— To be done —
Every entry must be copied word for word.

=-=-=-=-=

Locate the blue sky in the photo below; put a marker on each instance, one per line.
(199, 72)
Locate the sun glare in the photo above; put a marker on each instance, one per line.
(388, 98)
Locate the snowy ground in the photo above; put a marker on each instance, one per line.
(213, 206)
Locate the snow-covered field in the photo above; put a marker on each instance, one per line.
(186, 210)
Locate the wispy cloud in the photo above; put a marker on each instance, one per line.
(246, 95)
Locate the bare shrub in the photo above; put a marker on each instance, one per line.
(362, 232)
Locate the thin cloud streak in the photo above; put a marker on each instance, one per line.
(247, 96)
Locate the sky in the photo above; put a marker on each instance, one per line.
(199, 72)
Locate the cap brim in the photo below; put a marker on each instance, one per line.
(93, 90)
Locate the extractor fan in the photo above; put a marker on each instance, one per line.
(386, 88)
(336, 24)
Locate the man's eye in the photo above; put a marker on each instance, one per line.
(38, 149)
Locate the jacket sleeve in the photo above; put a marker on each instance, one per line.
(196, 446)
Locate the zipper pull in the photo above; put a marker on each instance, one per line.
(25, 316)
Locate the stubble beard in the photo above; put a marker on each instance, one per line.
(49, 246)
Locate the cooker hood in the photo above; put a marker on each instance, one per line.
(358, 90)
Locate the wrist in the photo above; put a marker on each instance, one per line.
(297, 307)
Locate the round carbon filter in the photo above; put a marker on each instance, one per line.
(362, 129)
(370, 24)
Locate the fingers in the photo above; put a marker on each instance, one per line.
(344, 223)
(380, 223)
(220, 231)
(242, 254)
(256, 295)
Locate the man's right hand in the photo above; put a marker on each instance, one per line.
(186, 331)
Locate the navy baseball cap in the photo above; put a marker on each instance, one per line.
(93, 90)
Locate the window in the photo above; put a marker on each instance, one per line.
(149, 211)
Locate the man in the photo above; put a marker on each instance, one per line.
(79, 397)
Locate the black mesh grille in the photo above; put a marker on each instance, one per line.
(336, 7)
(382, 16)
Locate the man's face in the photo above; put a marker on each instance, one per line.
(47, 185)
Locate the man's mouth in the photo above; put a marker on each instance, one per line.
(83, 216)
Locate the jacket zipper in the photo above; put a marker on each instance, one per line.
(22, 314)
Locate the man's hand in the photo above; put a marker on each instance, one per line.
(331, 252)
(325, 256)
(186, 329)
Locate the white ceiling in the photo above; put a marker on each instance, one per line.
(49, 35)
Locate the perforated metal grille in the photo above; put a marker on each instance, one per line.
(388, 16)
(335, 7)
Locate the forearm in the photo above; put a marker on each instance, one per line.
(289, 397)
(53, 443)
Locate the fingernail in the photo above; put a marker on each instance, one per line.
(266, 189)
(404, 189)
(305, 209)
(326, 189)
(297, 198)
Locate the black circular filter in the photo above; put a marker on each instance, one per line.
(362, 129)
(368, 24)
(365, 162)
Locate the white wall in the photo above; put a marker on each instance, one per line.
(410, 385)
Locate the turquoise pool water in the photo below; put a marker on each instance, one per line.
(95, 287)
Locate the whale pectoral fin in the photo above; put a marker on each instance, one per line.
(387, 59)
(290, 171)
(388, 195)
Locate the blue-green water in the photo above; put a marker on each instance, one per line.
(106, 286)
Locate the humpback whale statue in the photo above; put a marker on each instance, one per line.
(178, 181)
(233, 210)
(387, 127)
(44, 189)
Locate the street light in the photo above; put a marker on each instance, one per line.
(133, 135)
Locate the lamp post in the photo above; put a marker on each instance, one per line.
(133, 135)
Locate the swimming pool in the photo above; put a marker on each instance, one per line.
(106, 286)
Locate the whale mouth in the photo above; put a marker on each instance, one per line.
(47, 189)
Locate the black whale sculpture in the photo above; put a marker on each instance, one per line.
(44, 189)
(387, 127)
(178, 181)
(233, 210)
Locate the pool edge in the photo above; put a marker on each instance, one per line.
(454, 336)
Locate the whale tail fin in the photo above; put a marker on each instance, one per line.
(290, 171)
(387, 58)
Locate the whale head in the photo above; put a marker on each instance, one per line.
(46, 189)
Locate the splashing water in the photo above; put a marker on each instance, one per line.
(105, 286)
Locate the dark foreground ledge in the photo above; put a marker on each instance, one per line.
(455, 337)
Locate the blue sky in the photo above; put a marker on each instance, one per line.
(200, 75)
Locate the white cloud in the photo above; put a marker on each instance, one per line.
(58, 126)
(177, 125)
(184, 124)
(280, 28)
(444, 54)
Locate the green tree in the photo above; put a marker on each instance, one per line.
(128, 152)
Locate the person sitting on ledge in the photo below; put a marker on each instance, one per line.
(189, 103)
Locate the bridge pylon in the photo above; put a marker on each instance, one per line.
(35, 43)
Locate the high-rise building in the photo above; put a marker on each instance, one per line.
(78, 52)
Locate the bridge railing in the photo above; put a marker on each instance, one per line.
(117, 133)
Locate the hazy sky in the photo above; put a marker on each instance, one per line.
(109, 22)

=-=-=-=-=

— Result —
Locate the blue sky in the photo below; put a marker on each instance, one per line.
(199, 72)
Locate the sun glare in the photo above; put a marker on each instance, one per line.
(388, 98)
Locate the snowy ground in the photo above; put a marker on each instance, one per line.
(213, 206)
Locate the snow-covered field in the photo above; put a marker on each instance, one per line.
(186, 210)
Locate the wispy cloud in the photo above; put a marker on each instance, one per line.
(246, 95)
Locate the bare shrub in the photo above; put a marker on each instance, one per line.
(362, 232)
Locate the thin cloud streak in the photo above; put a marker on each instance, one per line.
(247, 96)
Locate the sky in the photo above; put a marker on each instance, one per line.
(199, 72)
Locate the cap brim in the photo below; put a marker on each instance, one per line.
(93, 90)
Locate the extractor fan in the photo above; put a marker on each instance, one per line.
(386, 88)
(336, 24)
Locate the man's eye in the photo above; put a marker on each instance, one per line.
(38, 149)
Locate the jacket sleeve in the photo above; put a marker on each instance, one per line.
(196, 446)
Locate the zipper pull in the photo above; put a marker on each instance, one per line.
(25, 316)
Locate the stubble beard in the photo above; put a marker on each instance, one per line.
(49, 246)
Locate the cooker hood in the photo above; put a marker on each instance, one per line.
(358, 90)
Locate the wrist in the photo above; put a marker on each instance, one per line.
(297, 307)
Locate the round carbon filter in the photo above; put a marker on each instance, one per line.
(362, 129)
(370, 24)
Locate the fingers in the photo above; put a marker on each instance, one per line.
(344, 223)
(380, 223)
(220, 231)
(242, 254)
(256, 295)
Locate the man's right hand in the photo above; put a marker on each instance, one per line.
(186, 331)
Locate the navy baseball cap in the photo above; put a marker on each instance, one per line.
(93, 90)
Locate the window in the photo above; put a marker on each instance, one per line.
(149, 211)
Locate the man in the photo above; put a marker on each instance, one per line.
(79, 397)
Locate the black mesh grille in the photo above; put a marker on each instance, one per line.
(336, 7)
(382, 16)
Locate the man's face in the photo above; put a marker on each instance, one per line.
(47, 185)
Locate the man's mouth in the photo above; put a marker on each instance, one per line.
(83, 216)
Locate the jacket zipper in the photo above; put a marker on each instance, one per line.
(22, 314)
Locate the man's hand in the photo above; put a marker on each instance, one per line.
(331, 252)
(325, 256)
(186, 329)
Locate the white ceiling in the photo above; put a marker on each instance, one per line.
(49, 35)
Locate the perforated metal grille in the photo above; put a marker on each instance, one per line.
(388, 16)
(335, 7)
Locate the forearm in the photo above; put a marker on each instance, one per line.
(289, 397)
(53, 443)
Locate the fingernail in the photo above; put a marker on each instance, one per line.
(266, 189)
(404, 189)
(305, 209)
(326, 189)
(297, 198)
Locate the black circular filter in the photo above; put a marker on each instance, one per line.
(362, 129)
(368, 24)
(365, 162)
Locate the white wall in the photo above; put a marker on each instance, one per line.
(410, 385)
Locate the turquoise pool water in the photo below; put a marker on each instance, one per line.
(95, 287)
Locate the whale pectoral fin in the photo above; put a marker on each instance, one per line.
(387, 59)
(290, 171)
(388, 195)
Locate the blue-green water in the photo above; put a marker on each instance, one per line.
(106, 286)
Locate the humpback whale statue in the photo above; put a marker on each instance, one per line.
(178, 181)
(233, 210)
(387, 127)
(44, 189)
Locate the street light in the photo above; put a marker on each instance, one per line.
(133, 135)
Locate the lamp post in the photo above; put a marker on each instance, one per line.
(133, 135)
Locate the swimming pool in the photo above; put a marker on each instance, one per line.
(106, 286)
Locate the whale mouth in the photo above; put a marker on each instance, one per line.
(47, 189)
Locate the black whale sculpture in the photo above; put a marker on each instance, one per line.
(44, 189)
(387, 127)
(178, 181)
(233, 210)
Locate the pool edge in the photo above; put a marker on each instance, one per line.
(454, 336)
Locate the whale tail fin in the photo above; put a marker on each instance, one per line.
(290, 171)
(387, 58)
Locate the whale head in the photo above; put a marker on each instance, one per line.
(46, 189)
Locate the splashing water in the photo above; put a marker on each instance, one per line.
(105, 286)
Locate the dark foreground ledge in the photo above; put a marker on each instance, one per line.
(455, 337)
Locate the blue sky in the photo above; put a marker on each instance, one per line.
(200, 75)
Locate the white cloud in the photo above; put a marker on each instance, one per line.
(58, 126)
(177, 125)
(184, 124)
(280, 28)
(444, 54)
Locate the green tree in the photo above; put a marker on each instance, one per line.
(128, 152)
Locate the person sitting on ledge in the photo below; put a marker on each instance, one per line.
(189, 103)
Locate the bridge pylon in the photo above; put a marker on each instance, one per line.
(35, 43)
Locate the high-rise building in the photo above; put a marker on each instance, one per line.
(78, 52)
Locate the bridge railing in the photo above; put a marker on each instance, one per line.
(117, 133)
Locate the hazy sky in the photo above; put a marker on each instance, one per line.
(109, 22)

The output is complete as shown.